Während die Antragsteller behauptet haben, die Cousine aus Berlin habe den Wagen
nach dem Kauf mit nach Berlin genommen, ist den Bekundungen des Herrn C. zu
entnehmen, dass sich der Wagen auch noch nach der Anmeldung auf die
Antragstellerin zu 1. mehrere Wochen bei der Unterkunft der Antragsteller befunden
habe und vom Antragsteller zu 2. genutzt worden sei.

● Ihre Aufgabe: Zählen Sie alle Personen und Personengruppen auf, die im Textauszug zum Wagen erwähnt werden, jeweils mit der dort verwendeten Bezeichnung.

Zeigedaten für referenzierende Ausdrücke:
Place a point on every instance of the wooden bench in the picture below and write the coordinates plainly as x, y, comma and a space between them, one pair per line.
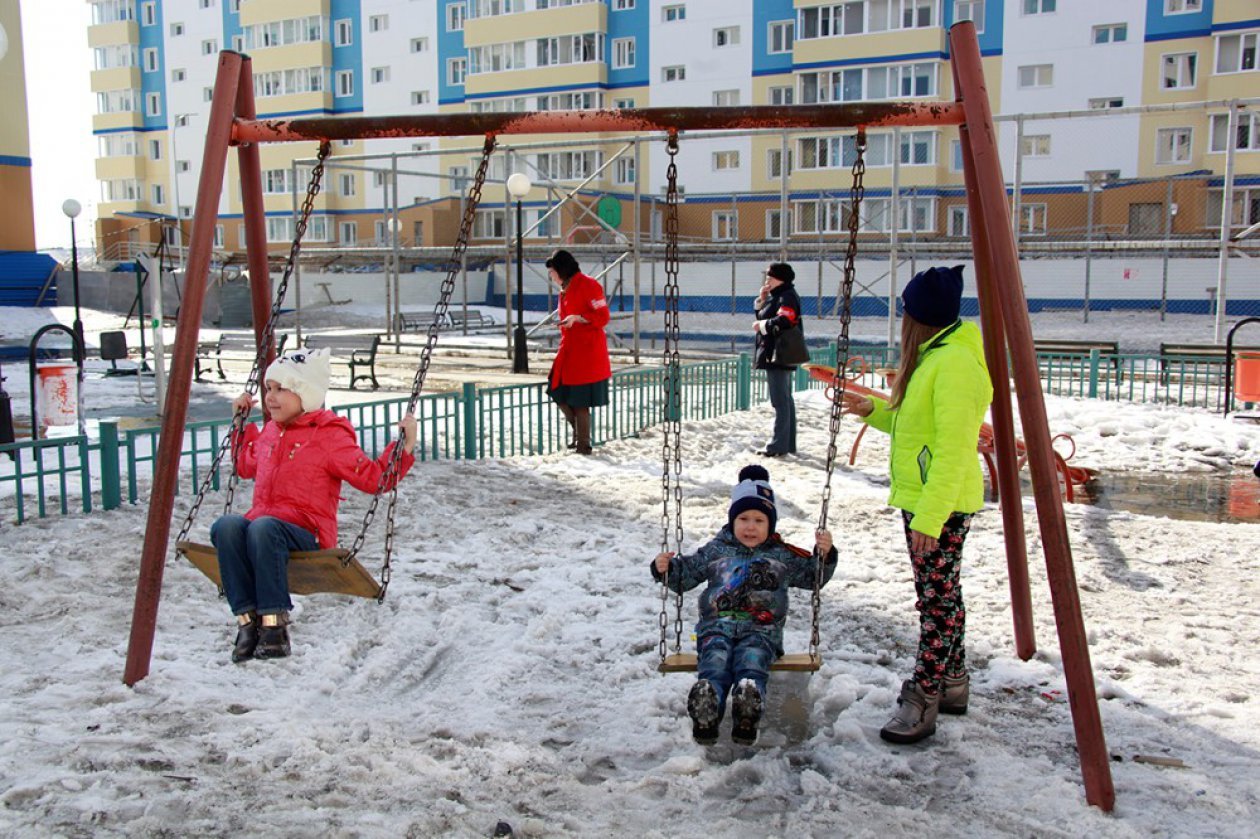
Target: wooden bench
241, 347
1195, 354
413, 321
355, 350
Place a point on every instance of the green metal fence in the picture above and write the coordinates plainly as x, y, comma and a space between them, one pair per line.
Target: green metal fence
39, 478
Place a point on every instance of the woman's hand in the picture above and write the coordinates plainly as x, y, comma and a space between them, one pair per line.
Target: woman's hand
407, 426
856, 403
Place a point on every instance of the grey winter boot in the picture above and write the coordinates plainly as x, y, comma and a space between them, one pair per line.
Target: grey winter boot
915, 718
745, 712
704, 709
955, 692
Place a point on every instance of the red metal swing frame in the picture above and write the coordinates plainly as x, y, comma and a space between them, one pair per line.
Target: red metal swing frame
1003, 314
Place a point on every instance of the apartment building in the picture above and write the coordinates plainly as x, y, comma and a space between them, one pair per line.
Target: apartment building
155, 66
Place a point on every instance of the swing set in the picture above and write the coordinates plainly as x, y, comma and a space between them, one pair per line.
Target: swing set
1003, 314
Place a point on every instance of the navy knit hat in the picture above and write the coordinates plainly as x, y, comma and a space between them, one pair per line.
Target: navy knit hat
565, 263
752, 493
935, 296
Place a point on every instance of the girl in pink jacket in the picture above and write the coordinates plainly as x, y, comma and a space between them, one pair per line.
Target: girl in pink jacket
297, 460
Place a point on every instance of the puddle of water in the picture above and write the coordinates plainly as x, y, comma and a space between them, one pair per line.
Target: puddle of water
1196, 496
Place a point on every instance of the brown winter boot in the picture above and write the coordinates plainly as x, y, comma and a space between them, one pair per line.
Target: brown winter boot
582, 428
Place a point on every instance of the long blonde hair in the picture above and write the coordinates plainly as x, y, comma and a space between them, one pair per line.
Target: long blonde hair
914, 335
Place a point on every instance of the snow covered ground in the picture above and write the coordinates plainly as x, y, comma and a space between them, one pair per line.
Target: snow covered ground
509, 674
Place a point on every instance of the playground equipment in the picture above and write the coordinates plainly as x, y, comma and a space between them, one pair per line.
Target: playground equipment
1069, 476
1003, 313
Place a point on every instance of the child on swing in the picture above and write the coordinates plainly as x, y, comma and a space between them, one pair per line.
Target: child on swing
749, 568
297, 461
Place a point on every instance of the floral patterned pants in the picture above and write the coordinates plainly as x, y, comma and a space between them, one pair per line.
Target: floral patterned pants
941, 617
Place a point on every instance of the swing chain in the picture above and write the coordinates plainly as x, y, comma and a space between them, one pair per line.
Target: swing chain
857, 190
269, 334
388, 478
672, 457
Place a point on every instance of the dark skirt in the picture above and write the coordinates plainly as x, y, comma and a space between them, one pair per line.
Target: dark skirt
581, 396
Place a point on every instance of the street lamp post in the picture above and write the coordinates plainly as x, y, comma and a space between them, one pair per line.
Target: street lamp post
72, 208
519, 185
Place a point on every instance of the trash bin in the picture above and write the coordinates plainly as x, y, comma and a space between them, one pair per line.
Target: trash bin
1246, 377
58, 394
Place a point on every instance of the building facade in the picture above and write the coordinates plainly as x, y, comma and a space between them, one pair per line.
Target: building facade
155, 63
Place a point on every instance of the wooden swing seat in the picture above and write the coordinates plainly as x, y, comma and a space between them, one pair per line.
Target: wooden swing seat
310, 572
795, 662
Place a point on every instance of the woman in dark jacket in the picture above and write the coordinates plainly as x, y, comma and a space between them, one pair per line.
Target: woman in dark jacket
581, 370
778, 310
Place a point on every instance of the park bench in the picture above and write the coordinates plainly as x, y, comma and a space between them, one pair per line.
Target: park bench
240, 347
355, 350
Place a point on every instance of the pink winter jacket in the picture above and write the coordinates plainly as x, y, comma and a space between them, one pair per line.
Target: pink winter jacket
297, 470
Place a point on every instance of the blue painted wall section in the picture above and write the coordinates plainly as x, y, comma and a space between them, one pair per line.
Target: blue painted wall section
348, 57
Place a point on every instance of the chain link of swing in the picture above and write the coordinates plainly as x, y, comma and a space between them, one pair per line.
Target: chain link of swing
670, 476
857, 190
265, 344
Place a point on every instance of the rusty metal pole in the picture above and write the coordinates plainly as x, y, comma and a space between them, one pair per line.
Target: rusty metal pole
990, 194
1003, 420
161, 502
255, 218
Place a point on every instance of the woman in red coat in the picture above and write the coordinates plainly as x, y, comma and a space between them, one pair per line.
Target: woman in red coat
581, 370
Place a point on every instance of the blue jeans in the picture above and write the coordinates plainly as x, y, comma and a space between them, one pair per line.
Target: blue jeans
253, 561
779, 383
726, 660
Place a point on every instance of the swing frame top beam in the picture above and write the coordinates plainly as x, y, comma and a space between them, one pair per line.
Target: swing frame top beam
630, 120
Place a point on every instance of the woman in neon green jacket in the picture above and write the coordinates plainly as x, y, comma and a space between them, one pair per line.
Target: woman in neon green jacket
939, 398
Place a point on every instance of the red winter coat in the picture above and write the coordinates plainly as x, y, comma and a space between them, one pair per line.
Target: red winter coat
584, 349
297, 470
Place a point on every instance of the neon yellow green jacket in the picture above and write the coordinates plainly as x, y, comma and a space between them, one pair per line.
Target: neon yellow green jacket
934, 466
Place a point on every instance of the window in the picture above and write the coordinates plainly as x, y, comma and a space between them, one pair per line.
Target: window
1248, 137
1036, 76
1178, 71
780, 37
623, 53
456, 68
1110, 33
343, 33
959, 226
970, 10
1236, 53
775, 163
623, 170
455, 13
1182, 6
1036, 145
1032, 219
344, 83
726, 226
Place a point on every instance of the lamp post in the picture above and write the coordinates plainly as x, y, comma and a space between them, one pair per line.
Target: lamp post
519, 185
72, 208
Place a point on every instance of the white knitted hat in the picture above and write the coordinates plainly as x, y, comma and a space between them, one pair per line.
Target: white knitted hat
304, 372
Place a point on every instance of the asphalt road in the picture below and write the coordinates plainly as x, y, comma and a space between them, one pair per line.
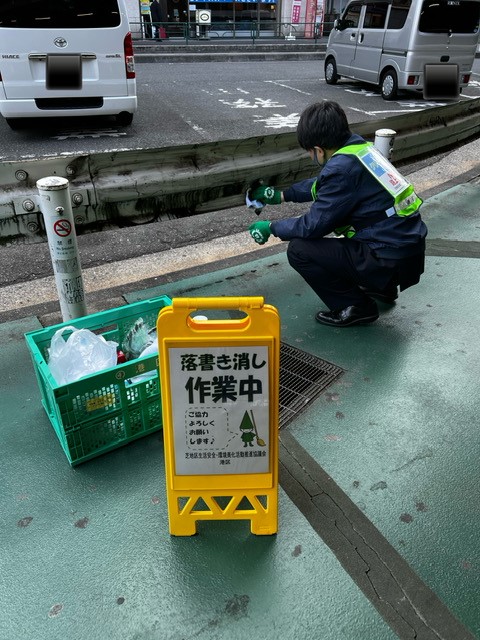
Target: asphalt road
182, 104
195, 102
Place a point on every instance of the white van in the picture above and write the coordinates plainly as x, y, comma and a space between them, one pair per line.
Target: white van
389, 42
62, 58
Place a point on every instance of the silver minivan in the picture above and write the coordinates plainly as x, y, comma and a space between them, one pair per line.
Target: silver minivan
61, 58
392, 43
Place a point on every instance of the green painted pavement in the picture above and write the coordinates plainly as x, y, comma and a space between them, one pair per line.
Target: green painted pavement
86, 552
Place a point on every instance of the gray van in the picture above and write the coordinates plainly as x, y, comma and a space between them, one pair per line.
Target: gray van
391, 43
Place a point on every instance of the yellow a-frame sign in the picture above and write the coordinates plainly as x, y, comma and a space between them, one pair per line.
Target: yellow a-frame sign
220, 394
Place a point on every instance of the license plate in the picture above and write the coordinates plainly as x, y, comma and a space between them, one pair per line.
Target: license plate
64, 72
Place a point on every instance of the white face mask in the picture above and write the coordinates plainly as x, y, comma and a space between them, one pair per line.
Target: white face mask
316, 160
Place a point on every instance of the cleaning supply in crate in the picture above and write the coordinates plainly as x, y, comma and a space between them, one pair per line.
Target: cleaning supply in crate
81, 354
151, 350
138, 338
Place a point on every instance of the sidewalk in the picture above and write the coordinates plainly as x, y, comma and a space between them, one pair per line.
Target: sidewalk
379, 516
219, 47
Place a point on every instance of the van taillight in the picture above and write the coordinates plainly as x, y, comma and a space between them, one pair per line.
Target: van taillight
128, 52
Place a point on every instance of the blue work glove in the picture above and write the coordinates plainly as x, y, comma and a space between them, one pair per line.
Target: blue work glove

● Antwortfeld:
- die Antragsteller
- die Cousine aus Berlin
- Herr C.
- die Antragstellerin zu 1.
- der Antragsteller zu 2.